Copy the listing from the line containing "Practice step: put one dot on the dog's black" through its final line, requests included. Scale every coordinate in the answers by 2.2 and round to whole numbers, with halves rounded up.

[Records]
══════

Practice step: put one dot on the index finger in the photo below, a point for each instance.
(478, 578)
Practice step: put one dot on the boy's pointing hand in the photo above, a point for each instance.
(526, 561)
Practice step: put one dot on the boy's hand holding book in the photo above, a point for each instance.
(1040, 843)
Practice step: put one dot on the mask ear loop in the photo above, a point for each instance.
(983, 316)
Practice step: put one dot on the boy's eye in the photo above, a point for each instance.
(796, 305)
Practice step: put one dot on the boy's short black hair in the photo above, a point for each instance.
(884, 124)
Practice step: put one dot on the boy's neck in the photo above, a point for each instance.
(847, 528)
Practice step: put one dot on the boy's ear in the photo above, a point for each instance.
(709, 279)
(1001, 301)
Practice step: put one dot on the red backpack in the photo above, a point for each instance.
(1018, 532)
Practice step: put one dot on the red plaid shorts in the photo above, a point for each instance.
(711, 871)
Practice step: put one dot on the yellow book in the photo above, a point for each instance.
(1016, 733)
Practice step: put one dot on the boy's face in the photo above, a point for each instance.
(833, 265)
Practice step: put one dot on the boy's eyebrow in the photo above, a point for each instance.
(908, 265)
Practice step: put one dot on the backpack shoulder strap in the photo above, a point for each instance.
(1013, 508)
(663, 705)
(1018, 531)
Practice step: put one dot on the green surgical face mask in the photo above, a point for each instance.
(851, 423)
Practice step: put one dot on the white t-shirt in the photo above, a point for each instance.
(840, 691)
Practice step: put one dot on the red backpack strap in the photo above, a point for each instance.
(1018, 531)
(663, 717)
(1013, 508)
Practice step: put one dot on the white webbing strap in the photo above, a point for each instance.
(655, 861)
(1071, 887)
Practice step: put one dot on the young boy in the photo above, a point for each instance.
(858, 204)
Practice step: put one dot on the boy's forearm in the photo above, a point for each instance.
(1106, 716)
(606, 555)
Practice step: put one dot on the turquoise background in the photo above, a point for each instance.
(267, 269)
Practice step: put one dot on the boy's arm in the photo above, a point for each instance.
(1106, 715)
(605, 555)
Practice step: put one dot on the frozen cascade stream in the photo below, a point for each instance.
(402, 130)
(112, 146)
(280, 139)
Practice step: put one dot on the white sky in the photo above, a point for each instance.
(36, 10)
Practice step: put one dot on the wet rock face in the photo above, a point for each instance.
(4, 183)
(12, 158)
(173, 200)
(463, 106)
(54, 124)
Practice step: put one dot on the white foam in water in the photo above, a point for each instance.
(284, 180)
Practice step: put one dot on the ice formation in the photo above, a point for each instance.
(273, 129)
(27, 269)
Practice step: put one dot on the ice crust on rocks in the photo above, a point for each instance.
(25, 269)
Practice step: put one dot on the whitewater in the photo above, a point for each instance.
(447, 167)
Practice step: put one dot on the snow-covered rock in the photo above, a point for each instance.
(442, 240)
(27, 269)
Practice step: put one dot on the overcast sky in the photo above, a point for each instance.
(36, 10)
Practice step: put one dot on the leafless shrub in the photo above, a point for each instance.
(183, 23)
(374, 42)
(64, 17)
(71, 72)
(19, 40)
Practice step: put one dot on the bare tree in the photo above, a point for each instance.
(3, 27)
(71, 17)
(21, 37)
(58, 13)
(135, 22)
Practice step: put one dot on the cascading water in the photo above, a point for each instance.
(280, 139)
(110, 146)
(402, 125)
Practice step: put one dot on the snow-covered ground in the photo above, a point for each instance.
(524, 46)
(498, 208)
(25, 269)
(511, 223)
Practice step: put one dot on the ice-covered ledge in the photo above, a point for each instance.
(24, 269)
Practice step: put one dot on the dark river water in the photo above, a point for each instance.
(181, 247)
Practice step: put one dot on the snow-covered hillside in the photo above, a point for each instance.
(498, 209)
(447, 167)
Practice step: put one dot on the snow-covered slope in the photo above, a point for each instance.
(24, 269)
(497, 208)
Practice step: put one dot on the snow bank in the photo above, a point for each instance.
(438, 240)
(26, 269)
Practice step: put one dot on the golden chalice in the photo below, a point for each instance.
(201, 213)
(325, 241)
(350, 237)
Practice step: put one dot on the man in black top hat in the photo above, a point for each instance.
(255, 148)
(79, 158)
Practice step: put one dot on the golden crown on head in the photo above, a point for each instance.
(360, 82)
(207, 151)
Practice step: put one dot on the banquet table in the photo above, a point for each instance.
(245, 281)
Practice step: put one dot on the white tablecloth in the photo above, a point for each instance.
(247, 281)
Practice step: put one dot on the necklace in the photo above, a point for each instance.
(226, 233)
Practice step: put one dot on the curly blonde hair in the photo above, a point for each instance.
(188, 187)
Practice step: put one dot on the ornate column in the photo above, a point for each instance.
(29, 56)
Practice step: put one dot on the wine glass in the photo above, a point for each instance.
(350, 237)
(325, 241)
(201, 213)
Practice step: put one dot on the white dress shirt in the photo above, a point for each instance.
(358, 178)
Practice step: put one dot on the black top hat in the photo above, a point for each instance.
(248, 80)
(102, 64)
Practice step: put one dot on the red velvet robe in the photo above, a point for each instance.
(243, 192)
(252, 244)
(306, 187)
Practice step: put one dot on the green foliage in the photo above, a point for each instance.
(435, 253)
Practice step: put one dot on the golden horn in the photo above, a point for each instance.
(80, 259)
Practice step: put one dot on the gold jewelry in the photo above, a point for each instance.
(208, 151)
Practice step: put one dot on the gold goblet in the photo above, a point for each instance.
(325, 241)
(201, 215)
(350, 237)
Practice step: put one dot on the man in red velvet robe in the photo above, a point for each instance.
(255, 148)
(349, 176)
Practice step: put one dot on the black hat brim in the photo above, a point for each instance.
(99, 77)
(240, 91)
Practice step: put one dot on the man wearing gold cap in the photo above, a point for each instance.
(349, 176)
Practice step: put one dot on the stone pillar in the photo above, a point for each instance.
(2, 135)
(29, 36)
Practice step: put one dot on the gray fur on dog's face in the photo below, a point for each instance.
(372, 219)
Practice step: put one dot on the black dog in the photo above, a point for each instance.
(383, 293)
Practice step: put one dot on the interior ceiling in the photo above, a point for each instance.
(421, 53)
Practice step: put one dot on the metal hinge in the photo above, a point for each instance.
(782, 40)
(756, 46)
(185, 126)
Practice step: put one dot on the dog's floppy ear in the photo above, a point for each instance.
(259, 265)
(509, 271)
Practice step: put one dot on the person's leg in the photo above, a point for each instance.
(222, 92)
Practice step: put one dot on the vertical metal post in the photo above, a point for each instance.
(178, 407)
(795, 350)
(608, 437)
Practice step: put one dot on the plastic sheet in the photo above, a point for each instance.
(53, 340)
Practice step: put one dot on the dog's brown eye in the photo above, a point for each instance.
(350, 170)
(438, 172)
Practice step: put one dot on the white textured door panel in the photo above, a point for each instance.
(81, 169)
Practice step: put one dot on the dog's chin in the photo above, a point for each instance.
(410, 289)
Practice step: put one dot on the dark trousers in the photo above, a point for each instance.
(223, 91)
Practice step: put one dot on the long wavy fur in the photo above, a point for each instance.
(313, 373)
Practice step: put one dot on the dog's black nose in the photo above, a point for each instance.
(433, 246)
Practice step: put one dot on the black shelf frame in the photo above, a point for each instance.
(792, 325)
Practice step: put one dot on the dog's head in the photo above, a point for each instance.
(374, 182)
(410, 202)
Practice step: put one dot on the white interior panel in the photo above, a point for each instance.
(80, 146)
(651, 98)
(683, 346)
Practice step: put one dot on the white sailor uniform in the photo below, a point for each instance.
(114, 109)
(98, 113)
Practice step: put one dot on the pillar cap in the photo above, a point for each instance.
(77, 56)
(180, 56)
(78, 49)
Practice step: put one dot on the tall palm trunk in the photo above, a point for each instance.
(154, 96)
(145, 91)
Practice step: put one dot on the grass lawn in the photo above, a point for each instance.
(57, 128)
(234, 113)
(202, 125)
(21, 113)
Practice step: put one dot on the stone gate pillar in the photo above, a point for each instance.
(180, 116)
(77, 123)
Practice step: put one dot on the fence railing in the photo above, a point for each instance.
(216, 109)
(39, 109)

══════

> [Exercise solution]
Practice step: put one dot on the dog's black nose in the photo above, a point for each instance.
(953, 541)
Practice step: put one dot on the black shelf frame in the photo above, a point for each instance.
(1742, 715)
Practice step: put one dot on the dog's head in the photo above, a point for each instance.
(823, 400)
(902, 444)
Practice step: put one dot on the white interior panel in the photo above, a point for each instance.
(176, 321)
(1432, 216)
(1503, 761)
Practice step: put one dot on the white sailor uniform in the photo below, a point for each instance.
(251, 240)
(216, 249)
Practice step: put one dot on the pillar cap in the photo above, a point for each instance.
(169, 123)
(396, 123)
(172, 108)
Practice step: put one dot on the tall palm trunk in the photo above, a point for each instance.
(339, 211)
(319, 200)
Practice step: put one dot on the grass lawn in the photo above, a point for each instance.
(125, 282)
(515, 249)
(444, 275)
(46, 249)
Practice step: put one dot on the stone gate pillar in the photo above, a point for each instance.
(396, 255)
(169, 271)
Practice step: put one dot on the fence railing in the photo above, a point for each instance.
(475, 240)
(86, 240)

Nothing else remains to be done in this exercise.